▶ **REQUIREMENTS**
In the material below, substitute "gripper" for every occurrence of "robot arm" in the stretch from the start of the material through the line containing "(196, 93), (200, 150)", and reproduce that stretch with no other changes. Omit the pictures from your answer.

* start DATA ROWS *

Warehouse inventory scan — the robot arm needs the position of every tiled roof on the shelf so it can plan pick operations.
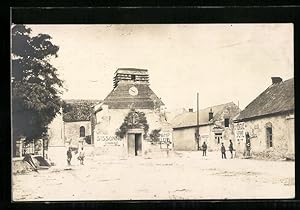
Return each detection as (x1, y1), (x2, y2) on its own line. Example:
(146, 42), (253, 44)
(237, 78), (295, 121)
(63, 99), (101, 122)
(171, 102), (240, 128)
(115, 68), (148, 75)
(103, 83), (164, 109)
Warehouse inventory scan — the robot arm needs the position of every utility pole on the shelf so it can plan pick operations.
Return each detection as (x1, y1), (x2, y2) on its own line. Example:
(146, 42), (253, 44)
(196, 93), (200, 150)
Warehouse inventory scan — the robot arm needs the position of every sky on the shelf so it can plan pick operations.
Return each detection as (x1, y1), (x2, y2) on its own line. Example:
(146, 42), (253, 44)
(27, 24), (294, 110)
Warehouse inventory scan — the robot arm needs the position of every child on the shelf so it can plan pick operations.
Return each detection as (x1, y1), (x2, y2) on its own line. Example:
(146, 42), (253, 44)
(221, 143), (226, 159)
(67, 147), (72, 166)
(78, 147), (84, 165)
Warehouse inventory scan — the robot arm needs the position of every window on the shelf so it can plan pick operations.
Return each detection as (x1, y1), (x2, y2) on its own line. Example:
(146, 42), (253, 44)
(79, 126), (85, 137)
(131, 75), (135, 81)
(224, 118), (229, 128)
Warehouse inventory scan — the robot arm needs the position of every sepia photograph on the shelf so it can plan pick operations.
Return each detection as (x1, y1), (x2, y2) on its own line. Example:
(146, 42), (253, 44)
(11, 23), (295, 202)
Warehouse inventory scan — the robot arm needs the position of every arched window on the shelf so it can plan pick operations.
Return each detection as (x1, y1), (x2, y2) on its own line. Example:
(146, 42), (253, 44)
(79, 126), (85, 137)
(266, 123), (273, 147)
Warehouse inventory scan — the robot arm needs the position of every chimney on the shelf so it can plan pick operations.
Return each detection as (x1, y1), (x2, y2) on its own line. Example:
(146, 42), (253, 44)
(208, 108), (214, 121)
(271, 77), (282, 85)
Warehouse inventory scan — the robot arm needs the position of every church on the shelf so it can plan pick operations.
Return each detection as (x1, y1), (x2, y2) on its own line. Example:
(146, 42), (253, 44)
(91, 68), (172, 156)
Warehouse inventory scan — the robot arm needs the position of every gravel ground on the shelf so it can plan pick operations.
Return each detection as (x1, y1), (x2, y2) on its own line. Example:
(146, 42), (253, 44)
(12, 152), (295, 201)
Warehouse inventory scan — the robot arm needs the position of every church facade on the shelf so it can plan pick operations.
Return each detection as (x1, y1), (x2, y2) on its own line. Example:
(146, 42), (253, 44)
(91, 68), (172, 156)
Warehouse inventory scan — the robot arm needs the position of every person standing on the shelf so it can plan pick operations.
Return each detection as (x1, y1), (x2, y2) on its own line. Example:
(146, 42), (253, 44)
(246, 132), (251, 157)
(229, 139), (234, 158)
(221, 143), (226, 159)
(78, 147), (84, 165)
(202, 141), (207, 156)
(67, 147), (72, 166)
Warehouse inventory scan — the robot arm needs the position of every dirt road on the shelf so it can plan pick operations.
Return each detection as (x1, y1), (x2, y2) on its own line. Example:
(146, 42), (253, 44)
(12, 152), (295, 201)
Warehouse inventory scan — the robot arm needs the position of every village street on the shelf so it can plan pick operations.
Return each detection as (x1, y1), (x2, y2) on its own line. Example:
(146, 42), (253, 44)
(12, 152), (295, 201)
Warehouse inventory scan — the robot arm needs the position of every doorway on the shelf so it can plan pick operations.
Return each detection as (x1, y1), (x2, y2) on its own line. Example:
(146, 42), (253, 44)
(127, 133), (142, 156)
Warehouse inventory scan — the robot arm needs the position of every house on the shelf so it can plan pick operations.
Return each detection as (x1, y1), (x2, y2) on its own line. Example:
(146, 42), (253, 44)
(171, 102), (240, 151)
(91, 68), (172, 156)
(234, 77), (295, 156)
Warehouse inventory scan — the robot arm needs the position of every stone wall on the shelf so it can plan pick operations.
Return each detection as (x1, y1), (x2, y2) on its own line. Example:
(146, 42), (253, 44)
(93, 106), (172, 156)
(64, 121), (91, 145)
(233, 115), (295, 158)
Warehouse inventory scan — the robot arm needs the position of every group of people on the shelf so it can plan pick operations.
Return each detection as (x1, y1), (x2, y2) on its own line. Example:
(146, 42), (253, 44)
(67, 147), (85, 166)
(202, 140), (234, 159)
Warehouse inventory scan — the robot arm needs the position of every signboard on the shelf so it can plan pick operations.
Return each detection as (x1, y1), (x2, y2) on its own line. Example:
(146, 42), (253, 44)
(200, 133), (209, 142)
(234, 122), (245, 141)
(159, 132), (173, 149)
(95, 135), (122, 147)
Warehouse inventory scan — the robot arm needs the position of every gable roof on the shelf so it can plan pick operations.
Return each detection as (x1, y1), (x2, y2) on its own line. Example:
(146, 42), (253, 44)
(103, 83), (164, 109)
(171, 102), (240, 128)
(62, 99), (101, 122)
(236, 78), (295, 121)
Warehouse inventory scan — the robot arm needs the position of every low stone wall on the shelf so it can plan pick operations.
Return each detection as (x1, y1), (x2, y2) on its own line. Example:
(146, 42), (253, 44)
(12, 158), (33, 174)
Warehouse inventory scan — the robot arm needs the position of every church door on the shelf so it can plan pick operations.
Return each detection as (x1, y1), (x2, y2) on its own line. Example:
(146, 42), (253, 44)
(127, 133), (142, 156)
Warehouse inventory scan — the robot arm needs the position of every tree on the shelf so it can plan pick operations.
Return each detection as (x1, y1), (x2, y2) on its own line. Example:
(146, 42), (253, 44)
(11, 25), (63, 156)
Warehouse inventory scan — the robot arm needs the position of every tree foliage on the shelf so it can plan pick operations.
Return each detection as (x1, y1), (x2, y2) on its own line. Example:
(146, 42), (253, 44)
(116, 109), (149, 138)
(11, 25), (63, 146)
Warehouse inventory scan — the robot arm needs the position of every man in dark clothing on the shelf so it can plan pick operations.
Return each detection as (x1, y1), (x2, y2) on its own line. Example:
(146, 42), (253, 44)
(229, 139), (233, 158)
(246, 132), (251, 157)
(67, 147), (72, 165)
(221, 143), (226, 159)
(202, 141), (207, 156)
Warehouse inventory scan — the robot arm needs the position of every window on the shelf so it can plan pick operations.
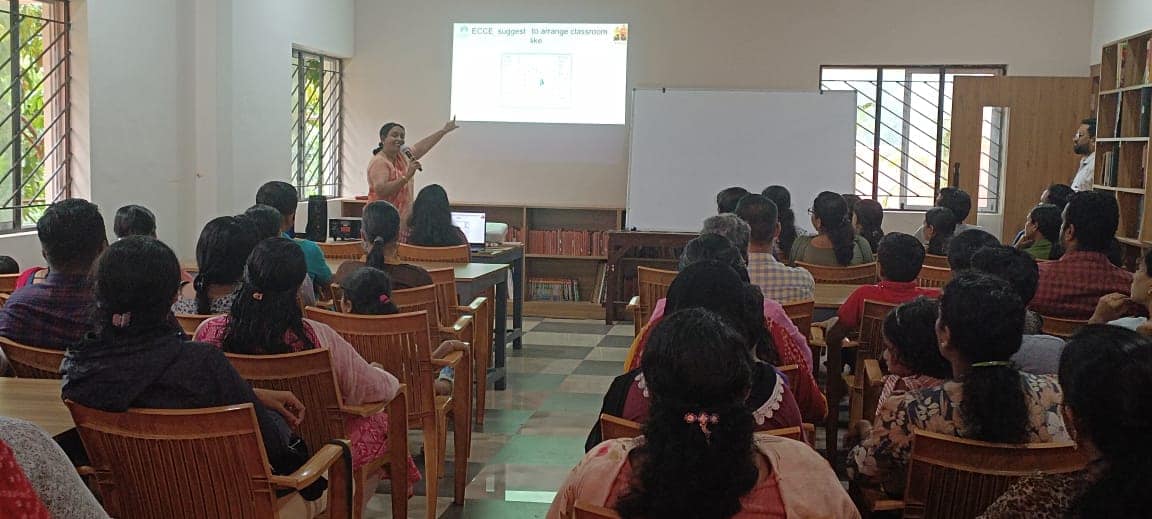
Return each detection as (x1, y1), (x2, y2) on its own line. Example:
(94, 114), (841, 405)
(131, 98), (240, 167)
(0, 0), (71, 232)
(291, 49), (344, 200)
(820, 66), (1005, 212)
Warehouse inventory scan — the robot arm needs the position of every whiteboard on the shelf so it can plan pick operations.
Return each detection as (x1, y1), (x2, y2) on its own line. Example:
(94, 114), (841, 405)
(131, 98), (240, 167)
(626, 89), (856, 232)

* end DATA ROWS *

▶ **TASK SOLUTION**
Warehouse inventory scan — the gripper needs the position of every tiled roof on the shelf so it can plan pick operations.
Return each detection as (x1, y1), (x2, y2) on its own line. Example:
(146, 42), (253, 44)
(237, 78), (295, 121)
(63, 99), (101, 122)
(171, 102), (240, 128)
(115, 68), (148, 75)
(103, 83), (164, 109)
Warehouse inventory scan — the gripper needs the position of every utility pole on the shelf so it can plan pick operations.
Return each detection as (x1, y1), (x2, y2) on its own line. Example:
(146, 42), (253, 44)
(196, 93), (200, 150)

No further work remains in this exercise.